**REQUIREMENT**
Count the lines of the material that contain the word "white", treating uppercase and lowercase as different. Reply with the number alone.

[Saved data entries]
** start **

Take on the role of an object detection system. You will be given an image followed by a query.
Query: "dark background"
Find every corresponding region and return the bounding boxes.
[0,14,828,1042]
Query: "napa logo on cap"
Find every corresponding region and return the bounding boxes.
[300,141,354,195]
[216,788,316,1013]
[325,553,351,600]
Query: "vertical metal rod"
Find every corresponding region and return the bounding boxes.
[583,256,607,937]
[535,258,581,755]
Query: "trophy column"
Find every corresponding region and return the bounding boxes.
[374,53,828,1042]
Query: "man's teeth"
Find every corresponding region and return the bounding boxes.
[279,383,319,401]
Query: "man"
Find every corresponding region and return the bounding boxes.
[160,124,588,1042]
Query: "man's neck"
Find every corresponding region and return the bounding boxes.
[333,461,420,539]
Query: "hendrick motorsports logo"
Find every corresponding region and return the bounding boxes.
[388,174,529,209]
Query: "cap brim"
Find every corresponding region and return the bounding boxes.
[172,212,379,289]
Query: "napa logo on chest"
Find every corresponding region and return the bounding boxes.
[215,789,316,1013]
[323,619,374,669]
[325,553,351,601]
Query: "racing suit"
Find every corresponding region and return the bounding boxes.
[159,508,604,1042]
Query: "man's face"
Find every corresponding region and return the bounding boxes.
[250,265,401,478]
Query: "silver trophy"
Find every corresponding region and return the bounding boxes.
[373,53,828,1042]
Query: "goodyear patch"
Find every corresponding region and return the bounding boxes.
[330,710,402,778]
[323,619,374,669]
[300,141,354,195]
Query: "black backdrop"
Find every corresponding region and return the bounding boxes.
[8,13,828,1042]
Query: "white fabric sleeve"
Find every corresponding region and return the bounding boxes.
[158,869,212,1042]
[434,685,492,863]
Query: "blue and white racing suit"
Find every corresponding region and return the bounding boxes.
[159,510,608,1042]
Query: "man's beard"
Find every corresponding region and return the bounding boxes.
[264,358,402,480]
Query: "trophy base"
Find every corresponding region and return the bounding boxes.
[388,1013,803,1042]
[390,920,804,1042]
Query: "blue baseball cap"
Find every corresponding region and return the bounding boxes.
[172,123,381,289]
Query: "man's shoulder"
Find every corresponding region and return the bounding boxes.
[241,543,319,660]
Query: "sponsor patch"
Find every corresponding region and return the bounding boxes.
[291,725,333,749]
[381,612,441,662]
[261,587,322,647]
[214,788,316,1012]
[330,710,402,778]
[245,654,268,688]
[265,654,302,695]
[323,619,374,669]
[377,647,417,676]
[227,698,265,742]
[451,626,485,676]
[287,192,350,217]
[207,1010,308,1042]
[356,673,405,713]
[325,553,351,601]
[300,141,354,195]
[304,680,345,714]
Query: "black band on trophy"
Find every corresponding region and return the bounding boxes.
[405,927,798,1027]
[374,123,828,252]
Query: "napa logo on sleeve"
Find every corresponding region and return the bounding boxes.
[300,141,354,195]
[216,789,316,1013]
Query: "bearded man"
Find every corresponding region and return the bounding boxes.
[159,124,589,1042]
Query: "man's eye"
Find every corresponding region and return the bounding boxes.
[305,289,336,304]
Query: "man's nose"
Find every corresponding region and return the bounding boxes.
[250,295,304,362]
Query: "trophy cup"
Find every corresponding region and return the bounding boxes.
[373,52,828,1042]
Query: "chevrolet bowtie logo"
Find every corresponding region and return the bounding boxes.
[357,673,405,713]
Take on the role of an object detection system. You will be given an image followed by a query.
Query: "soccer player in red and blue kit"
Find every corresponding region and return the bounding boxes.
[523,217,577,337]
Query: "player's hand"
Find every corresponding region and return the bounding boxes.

** end **

**RESPONSE TO THE TASK**
2